Reading text:
+++

Siz1 is required for genomic stability during S phase
The association of Srs2 with recombination foci seems to be S‐PCNA independent (Burgess et al, 2009). This is also supported by the observation that deletion of SIZ1 does not affect the elimination of toxic intermediates (Stelter and Ulrich, 2003; Pfander et al, 2005). However, we confirm that Siz1 is required for genome stability (Xhemalce et al, 2004; Paek et al, 2010). In its absence, ectopic recombination intermediates formed spontaneously in the cell are no longer resolved with a strong bias towards non‐COs (NCOs), a result similar to that observed when both lysine residues of PCNA (pol30RR) that can become SUMOylated are replaced by arginine residues. This result strongly argues that the effect on genome stability in unchallenged cells is mediated principally through PCNA SUMOylation, since the absence of the ubiquitination pathway has no effect on the resolution of recombination intermediates either by itself or in a siz1 and pol30RR background (SG, unpublished results). Because the formation of a CO following a DSB induced out of S phase is not affected by the absence of components associated with replication forks (Supplementary Figure S8), we believe that during S‐phase S‐PCNA actively prevents the formation of double Holliday junctions and their resolution by inhibiting or terminating the extension of the D‐loop. Because they can lead to loss of heterozygosity and chromosomal aberrations, COs are potentially dangerous intermediates that occur much less frequently in mitotic than in meiotic cells (Esposito, 1978; Beumer et al, 1998; Stark and Jasin, 2003). Indeed, COs have been associated with many human disorders (Shaw and Lupski, 2004) supporting the need for tight regulation and control. In yeast, at least three mechanisms characterized by three different helicases, Srs2, Sgs1 and Mph1, can operate to suppress CO formation (Prakash et al, 2009; Marini and Krejci, 2010).
In summary, our findings provide a novel insight into the mechanism by which S‐PCNA/Srs2 complex may operate in the rescue of a stalled replication fork. While PCNA acts as a molecular switch responsible for engaging the cell into a given repair pathway through various post‐translational modifications, Srs2 acts as a molecular caretaker that efficiently transduces PCNA signalling. Together with S‐PCNA, Srs2 is an additional control point in the fork rescue mechanism providing flexibility by limiting the amount of toxic DNA structures and promoting the gap‐filling/TS function of Rad18‐Rad5 through reversible recombination intermediates (Branzei et al, 2008).

+++

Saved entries
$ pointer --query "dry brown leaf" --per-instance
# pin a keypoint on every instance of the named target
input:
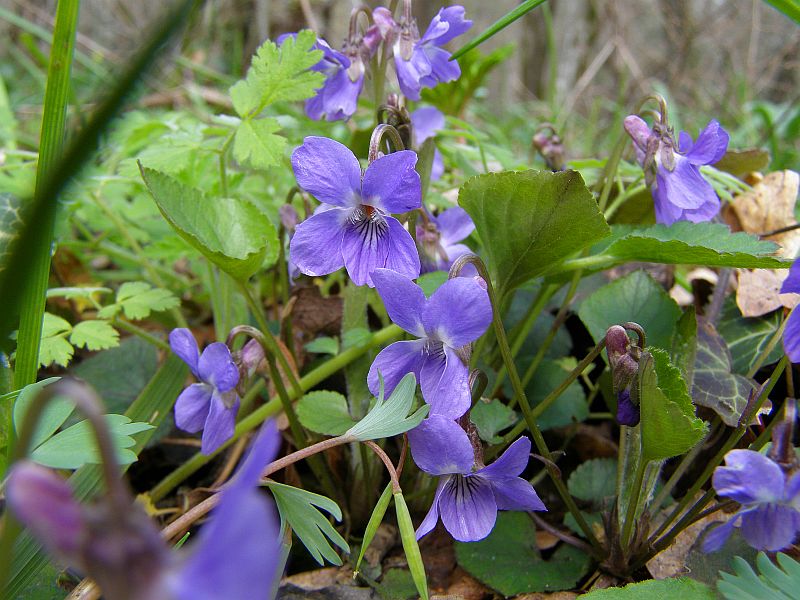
(759, 292)
(769, 206)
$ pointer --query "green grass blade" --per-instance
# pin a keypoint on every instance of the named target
(54, 119)
(14, 278)
(502, 23)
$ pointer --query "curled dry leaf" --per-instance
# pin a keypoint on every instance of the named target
(769, 206)
(759, 292)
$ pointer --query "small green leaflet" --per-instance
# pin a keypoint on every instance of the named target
(390, 417)
(324, 412)
(669, 425)
(299, 509)
(55, 348)
(137, 299)
(75, 446)
(275, 75)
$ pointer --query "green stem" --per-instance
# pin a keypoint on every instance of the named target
(551, 335)
(523, 330)
(54, 119)
(137, 250)
(539, 409)
(273, 407)
(274, 348)
(630, 515)
(522, 399)
(733, 439)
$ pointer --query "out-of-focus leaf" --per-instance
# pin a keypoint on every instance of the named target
(509, 561)
(76, 445)
(231, 232)
(299, 509)
(529, 221)
(324, 412)
(635, 297)
(655, 589)
(747, 338)
(10, 224)
(715, 386)
(669, 425)
(51, 418)
(594, 480)
(491, 418)
(323, 345)
(776, 582)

+++

Set of tasks:
**A.** Using the passage on Siz1 and genome stability, answer each question on its own line, marked (i), (ii) and (iii):
(i) Which three helicases can operate in yeast to suppress CO formation?
(ii) In the pol30RR mutant, what replaces the two lysine residues of PCNA that can become SUMOylated?
(iii) In the summary, what role is given to Srs2?
**B.** Write the next part of the passage on Siz1 and genome stability, beginning after its final sentence.

Written responses:
**A.**
(i) Srs2, Sgs1 and Mph1.
(ii) Arginine residues.
(iii) Srs2 acts as a molecular caretaker that efficiently transduces PCNA signalling.

**B.**
Yet, such a mechanism involving S‐PCNA and Srs2 can become toxic for the cells under certain circumstances. Indeed, the overproduction of either Srs2 or its helicase‐dead variant results in a synthetic lethal phenotype in combination with many replication‐associated genes, an activity that depends on the S‐PCNA interaction motif (León Ortiz et al, 2011), and emphasizes the need for the S‐PCNA‐mediated activity to be under a very tight control. Accordingly, it has recently been reported that in the absence of Elg1, an alternative subunit of the RFC clamp loader that interacts preferentially with S‐PCNA, both Srs2 and S‐PCNA accumulate on chromatin (Parnas et al, 2010). This raises the possibility for a role of Elg1 in unloading S‐PCNA from DNA after the completion of a repair event in unchallenged cells, an intriguing mechanism to address in future studies. Finally, it will be extremely interesting to determine whether PARI or other human translocases behave like Srs2 in a reconstituted DNA synthesis assay with human S‐PCNA.
Materials and methods
PCNA SUMOylation and purification of S‐PCNA
In vitro SUMOylation reaction of PCNA was carried out in 2 ml of P0 buffer (40 mM Tris–HCl pH 7.5; 8 mM MgCl2; 100 μg/ml BSA; 10% glycerol; 100 μM ATP) in the presence of PCNA (40 μg), GST‐Aos1 (30 μg), GST‐Uba2 (30 μg), GST‐Ubc9 (30 μg), GST‐Siz1 (1–465) (90 μg), Smt3‐GG (600 μg), RFC (4 μg), DNA (50 μg) for 2 h at 30°C.
The crude PCNA and S‐PCNA containing reaction mixture has been applied to a 1‐ml MonoQ 5/50 column (GE Healthcare) and extensively washed with buffer A (70 mM NaCl, 40 mM Tris–HCl pH 7.5, 0.01% Nonidet P‐40, 10% glycerol). Reaction enzymes have been washed out with a 3‐ml gradient to 33% of buffer B (1 M NaCl, 40 mM Tris–HCl pH 7.5, 0.01% Nonidet P‐40, 10% glycerol). S‐PCNA has been eluted with a 5‐ml gradient of buffer B from 33 to 50%. The S‐PCNA containing fractions have been pooled, diluted and concentrated using a 200‐μl MiniQ PC3.2 column by eluting the S‐PCNA with a 3‐ml gradient to 100% of buffer B. Peak fractions have been collected and used directly in subsequent assays. Mass spectrometry analysis revealed that 95% of PCNA SUMOylation is found on K164 and 5% on K127. Ub‐PCNA was purified as described previously (Haracska et al, 2006).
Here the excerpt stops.